* [Work required] Put each line of the data below into a Markdown table with the columns Row and Line, numbering the rows and skipping blank lines. Leave the pictures out.

* [Data records]
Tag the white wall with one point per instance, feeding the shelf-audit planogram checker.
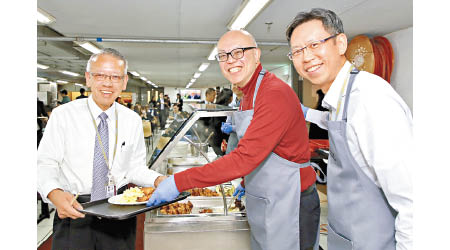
(402, 74)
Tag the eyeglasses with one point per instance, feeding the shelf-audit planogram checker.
(103, 77)
(237, 53)
(312, 46)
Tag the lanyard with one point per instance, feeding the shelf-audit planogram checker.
(344, 87)
(100, 139)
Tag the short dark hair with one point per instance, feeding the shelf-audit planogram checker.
(107, 51)
(331, 22)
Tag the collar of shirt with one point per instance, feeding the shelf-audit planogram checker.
(96, 111)
(331, 99)
(250, 86)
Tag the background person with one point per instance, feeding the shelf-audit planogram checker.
(210, 96)
(65, 97)
(71, 159)
(81, 96)
(370, 135)
(273, 154)
(163, 110)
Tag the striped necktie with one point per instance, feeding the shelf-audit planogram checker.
(100, 172)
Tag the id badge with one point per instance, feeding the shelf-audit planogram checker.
(110, 187)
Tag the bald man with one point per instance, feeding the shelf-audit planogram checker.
(282, 203)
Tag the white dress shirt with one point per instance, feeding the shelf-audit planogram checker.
(380, 138)
(66, 152)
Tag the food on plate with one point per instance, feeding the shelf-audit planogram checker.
(205, 210)
(228, 190)
(148, 191)
(136, 194)
(177, 208)
(202, 192)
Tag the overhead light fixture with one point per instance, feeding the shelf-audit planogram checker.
(69, 73)
(203, 67)
(248, 10)
(134, 73)
(44, 18)
(89, 46)
(41, 66)
(212, 55)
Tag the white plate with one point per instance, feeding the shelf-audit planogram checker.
(115, 200)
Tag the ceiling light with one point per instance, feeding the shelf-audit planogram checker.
(41, 66)
(134, 73)
(212, 55)
(247, 12)
(69, 73)
(203, 67)
(89, 46)
(44, 18)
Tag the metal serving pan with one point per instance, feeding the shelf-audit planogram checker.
(102, 208)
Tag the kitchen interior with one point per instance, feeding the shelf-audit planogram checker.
(166, 44)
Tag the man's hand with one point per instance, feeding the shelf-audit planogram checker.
(62, 201)
(239, 191)
(226, 128)
(166, 191)
(159, 180)
(305, 110)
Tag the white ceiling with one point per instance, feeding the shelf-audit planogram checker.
(174, 64)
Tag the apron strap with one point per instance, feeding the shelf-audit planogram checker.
(353, 74)
(258, 82)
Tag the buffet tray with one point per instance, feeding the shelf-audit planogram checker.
(215, 203)
(103, 209)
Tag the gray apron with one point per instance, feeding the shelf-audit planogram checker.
(359, 216)
(272, 209)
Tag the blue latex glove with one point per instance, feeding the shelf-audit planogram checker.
(166, 191)
(305, 110)
(226, 128)
(239, 191)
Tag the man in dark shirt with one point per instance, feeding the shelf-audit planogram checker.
(82, 91)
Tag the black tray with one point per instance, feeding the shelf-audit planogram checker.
(102, 208)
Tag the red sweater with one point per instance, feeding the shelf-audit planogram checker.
(277, 125)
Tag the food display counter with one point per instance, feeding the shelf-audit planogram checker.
(200, 222)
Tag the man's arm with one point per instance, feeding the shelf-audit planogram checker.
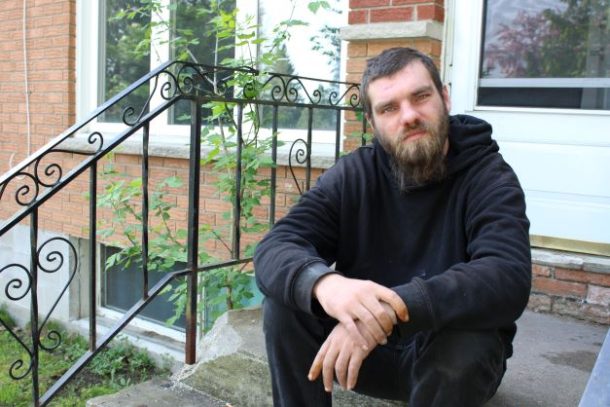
(490, 290)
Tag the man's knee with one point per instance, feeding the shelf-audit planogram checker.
(466, 364)
(462, 353)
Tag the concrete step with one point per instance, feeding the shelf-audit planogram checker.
(553, 360)
(157, 393)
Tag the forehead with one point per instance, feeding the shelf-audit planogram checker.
(409, 79)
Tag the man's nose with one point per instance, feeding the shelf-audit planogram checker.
(408, 115)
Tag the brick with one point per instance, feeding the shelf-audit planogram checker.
(540, 303)
(396, 14)
(376, 47)
(405, 2)
(541, 271)
(567, 306)
(596, 313)
(558, 287)
(356, 65)
(430, 12)
(357, 17)
(598, 295)
(368, 3)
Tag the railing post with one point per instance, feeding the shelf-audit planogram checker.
(235, 247)
(309, 146)
(272, 193)
(193, 234)
(337, 134)
(92, 257)
(34, 304)
(146, 132)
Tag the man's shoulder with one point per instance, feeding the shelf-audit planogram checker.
(352, 166)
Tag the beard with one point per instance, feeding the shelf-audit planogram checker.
(420, 161)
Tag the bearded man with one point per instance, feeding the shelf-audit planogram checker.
(427, 232)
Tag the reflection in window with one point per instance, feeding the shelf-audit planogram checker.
(549, 53)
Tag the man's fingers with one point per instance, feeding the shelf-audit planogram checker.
(328, 367)
(353, 369)
(398, 305)
(316, 366)
(383, 319)
(355, 333)
(341, 366)
(370, 324)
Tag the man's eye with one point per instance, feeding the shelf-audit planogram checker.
(421, 97)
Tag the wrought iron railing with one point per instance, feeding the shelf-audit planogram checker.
(29, 185)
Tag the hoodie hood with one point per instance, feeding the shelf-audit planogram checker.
(469, 140)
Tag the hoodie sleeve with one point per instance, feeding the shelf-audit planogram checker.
(297, 252)
(492, 288)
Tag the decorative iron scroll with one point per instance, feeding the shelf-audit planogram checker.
(301, 155)
(15, 290)
(43, 171)
(49, 259)
(223, 82)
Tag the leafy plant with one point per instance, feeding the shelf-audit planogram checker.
(112, 369)
(225, 288)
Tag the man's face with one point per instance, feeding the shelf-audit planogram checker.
(410, 119)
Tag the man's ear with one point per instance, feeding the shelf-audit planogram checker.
(370, 121)
(446, 98)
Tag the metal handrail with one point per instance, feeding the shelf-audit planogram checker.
(40, 177)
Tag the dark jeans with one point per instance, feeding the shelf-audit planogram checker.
(444, 368)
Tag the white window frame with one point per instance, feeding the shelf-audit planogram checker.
(562, 156)
(89, 68)
(464, 67)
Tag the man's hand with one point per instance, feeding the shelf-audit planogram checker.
(340, 355)
(349, 300)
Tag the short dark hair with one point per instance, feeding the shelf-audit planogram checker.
(388, 63)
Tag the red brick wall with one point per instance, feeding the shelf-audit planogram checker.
(379, 11)
(576, 291)
(51, 41)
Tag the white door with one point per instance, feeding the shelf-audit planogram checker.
(539, 72)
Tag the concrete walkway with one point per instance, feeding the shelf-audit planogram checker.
(553, 360)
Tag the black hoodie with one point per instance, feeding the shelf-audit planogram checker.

* [The reply]
| Row | Line |
|---|---|
| 1 | Tag the white wall with one point per instance, feeding the shelf-audit planogram checker. |
| 2 | (402, 74) |
| 3 | Tag the eyeglasses with one point per instance, feeding the shelf-audit planogram checker. |
| 4 | (103, 77) |
| 5 | (237, 53) |
| 6 | (312, 46) |
| 7 | Tag the lanyard with one point per instance, feeding the shelf-audit planogram checker. |
| 8 | (344, 87) |
| 9 | (100, 139) |
| 10 | Tag the short dark hair with one point per instance, feeding the shelf-audit planogram checker. |
| 11 | (107, 51) |
| 12 | (331, 22) |
| 13 | Tag the collar of shirt with one point per instance, feeding the shelf-audit planogram checker. |
| 14 | (96, 111) |
| 15 | (331, 99) |
| 16 | (250, 86) |
| 17 | Tag the background person with one point per instance, feeding the shelf-audit planogram checker. |
| 18 | (210, 96) |
| 19 | (65, 97) |
| 20 | (71, 159) |
| 21 | (81, 96) |
| 22 | (370, 135) |
| 23 | (273, 154) |
| 24 | (163, 110) |
| 25 | Tag the striped necktie with one point per instance, feeding the shelf-audit planogram checker. |
| 26 | (100, 172) |
| 27 | Tag the id badge with one point per instance, feeding the shelf-audit planogram checker. |
| 28 | (110, 187) |
| 29 | Tag the bald man with one point per instance, feeding the shelf-audit planogram checker. |
| 30 | (282, 203) |
| 31 | Tag the white dress shirt with one point per instance, feeding the shelf-audit planogram checker. |
| 32 | (380, 138) |
| 33 | (66, 152) |
| 34 | Tag the food on plate with one point per instance, feeding the shelf-audit planogram checker. |
| 35 | (205, 210) |
| 36 | (228, 190) |
| 37 | (148, 191) |
| 38 | (136, 194) |
| 39 | (177, 208) |
| 40 | (202, 192) |
| 41 | Tag the overhead light fixture with one point per instance, feeding the shelf-audit planogram checker. |
| 42 | (69, 73) |
| 43 | (203, 67) |
| 44 | (248, 10) |
| 45 | (134, 73) |
| 46 | (44, 18) |
| 47 | (89, 46) |
| 48 | (41, 66) |
| 49 | (212, 55) |
| 50 | Tag the white plate with one point per instance, feeding the shelf-audit planogram checker. |
| 51 | (115, 200) |
| 52 | Tag the ceiling light with one point per instance, feeding the shelf-audit planogram checker. |
| 53 | (41, 66) |
| 54 | (134, 73) |
| 55 | (212, 55) |
| 56 | (247, 12) |
| 57 | (69, 73) |
| 58 | (203, 67) |
| 59 | (89, 46) |
| 60 | (44, 18) |
| 61 | Tag the metal serving pan with one point per instance, feeding the shelf-audit planogram checker. |
| 62 | (102, 208) |
| 63 | Tag the kitchen interior with one point per instance, feeding the shelf-audit planogram checker. |
| 64 | (166, 44) |
| 65 | Tag the man's hand with one point per instance, feeding the shelf-audit planogram checker. |
| 66 | (62, 201) |
| 67 | (239, 191) |
| 68 | (226, 128) |
| 69 | (166, 191) |
| 70 | (159, 180) |
| 71 | (305, 110) |
| 72 | Tag the white ceiling with one point per instance, feeding the shelf-audit planogram checker. |
| 73 | (174, 64) |
| 74 | Tag the apron strap with one point per instance, feeding the shelf-audit planogram checker. |
| 75 | (353, 74) |
| 76 | (258, 82) |
| 77 | Tag the buffet tray with one point per instance, feeding the shelf-audit planogram checker. |
| 78 | (215, 203) |
| 79 | (103, 209) |
| 80 | Tag the gray apron with one point per instance, feeding the shelf-audit planogram checker. |
| 81 | (359, 216) |
| 82 | (272, 209) |
| 83 | Tag the blue latex glove with one point per instance, feeding the shelf-audit planogram checker. |
| 84 | (166, 191) |
| 85 | (305, 110) |
| 86 | (226, 128) |
| 87 | (239, 191) |
| 88 | Tag the man in dark shirt with one point per instance, feeding the shelf-audit planogram checker. |
| 89 | (82, 91) |
| 90 | Tag the black tray with one point per instance, feeding the shelf-audit planogram checker. |
| 91 | (102, 208) |
| 92 | Tag the red sweater with one point per instance, feeding the shelf-audit planogram checker. |
| 93 | (277, 125) |
| 94 | Tag the food display counter with one point per instance, feeding the shelf-audit planogram checker. |
| 95 | (200, 222) |
| 96 | Tag the man's arm with one point per instance, feeding the shelf-audit planogram checker. |
| 97 | (490, 290) |
| 98 | Tag the man's knee with one point per instance, feeding the shelf-audit planogram checker. |
| 99 | (466, 364) |
| 100 | (462, 353) |
| 101 | Tag the concrete step with one point per instance, feeding the shelf-audit planogram checker. |
| 102 | (553, 360) |
| 103 | (157, 393) |
| 104 | Tag the forehead with one point per instance, feeding the shelf-audit planogram checker. |
| 105 | (409, 79) |
| 106 | Tag the man's nose with one point per instance, feeding the shelf-audit planogram checker. |
| 107 | (408, 115) |
| 108 | Tag the brick with one point per instance, feeding the shelf-audit planogram checker. |
| 109 | (540, 303) |
| 110 | (396, 14) |
| 111 | (376, 47) |
| 112 | (405, 2) |
| 113 | (541, 271) |
| 114 | (567, 306) |
| 115 | (596, 313) |
| 116 | (558, 287) |
| 117 | (356, 65) |
| 118 | (430, 12) |
| 119 | (357, 17) |
| 120 | (598, 295) |
| 121 | (368, 3) |
| 122 | Tag the railing post with one point per instance, feeding the shelf-audit planogram checker. |
| 123 | (235, 247) |
| 124 | (309, 146) |
| 125 | (272, 193) |
| 126 | (193, 234) |
| 127 | (337, 134) |
| 128 | (92, 257) |
| 129 | (34, 304) |
| 130 | (146, 132) |
| 131 | Tag the man's shoulder with one point per instance, feeding the shelf-audit planogram checker. |
| 132 | (352, 166) |
| 133 | Tag the beard with one point per instance, feeding the shelf-audit planogram checker. |
| 134 | (420, 161) |
| 135 | Tag the bearded man with one point per instance, feeding the shelf-audit planogram checker. |
| 136 | (427, 232) |
| 137 | Tag the reflection in window with one point per instance, feeding the shelf-audit planogram checker. |
| 138 | (549, 53) |
| 139 | Tag the man's fingers with one point per instance, feeding the shelf-audit planogram checker. |
| 140 | (328, 367) |
| 141 | (353, 369) |
| 142 | (398, 305) |
| 143 | (316, 366) |
| 144 | (383, 319) |
| 145 | (355, 333) |
| 146 | (341, 366) |
| 147 | (370, 324) |
| 148 | Tag the man's eye with one point per instance, feeding the shelf-audit planogram checker. |
| 149 | (421, 97) |
| 150 | Tag the wrought iron railing with one point per instance, feeding the shelf-audit planogram checker. |
| 151 | (29, 185) |
| 152 | Tag the hoodie hood with one point per instance, feeding the shelf-audit planogram checker. |
| 153 | (469, 140) |
| 154 | Tag the hoodie sleeve with one point per instance, feeding the shelf-audit planogram checker. |
| 155 | (297, 252) |
| 156 | (492, 288) |
| 157 | Tag the decorative iron scroll with one point per instance, feeding the shelf-audit planogram checker. |
| 158 | (301, 155) |
| 159 | (15, 290) |
| 160 | (43, 171) |
| 161 | (49, 259) |
| 162 | (223, 82) |
| 163 | Tag the leafy plant with one point per instance, feeding the shelf-audit planogram checker. |
| 164 | (112, 369) |
| 165 | (225, 288) |
| 166 | Tag the man's face with one point per instance, feeding the shelf-audit planogram checker. |
| 167 | (410, 119) |
| 168 | Tag the man's ear with one point per instance, feeding the shelf-audit planogram checker. |
| 169 | (370, 121) |
| 170 | (446, 98) |
| 171 | Tag the metal handrail with one point per instance, feeding the shelf-audit planogram checker. |
| 172 | (40, 177) |
| 173 | Tag the dark jeans with one point per instance, feeding the shelf-audit planogram checker. |
| 174 | (444, 368) |
| 175 | Tag the white window frame with one point per instance, feeding the shelf-audit planogram checker. |
| 176 | (562, 156) |
| 177 | (89, 68) |
| 178 | (464, 67) |
| 179 | Tag the man's hand with one point per instance, feeding the shelf-audit planogram checker. |
| 180 | (340, 355) |
| 181 | (349, 300) |
| 182 | Tag the short dark hair with one point per instance, feeding the shelf-audit planogram checker. |
| 183 | (388, 63) |
| 184 | Tag the red brick wall with one point per instance, feeding the shelf-audit planogram checker. |
| 185 | (379, 11) |
| 186 | (576, 291) |
| 187 | (51, 41) |
| 188 | Tag the white door with one point per instance, feeding the shelf-audit planogram checker. |
| 189 | (539, 72) |
| 190 | Tag the concrete walkway with one point per instance, feeding the shelf-audit planogram checker. |
| 191 | (553, 360) |
| 192 | Tag the black hoodie with one point per instance, feeding the shelf-audit planogram checker. |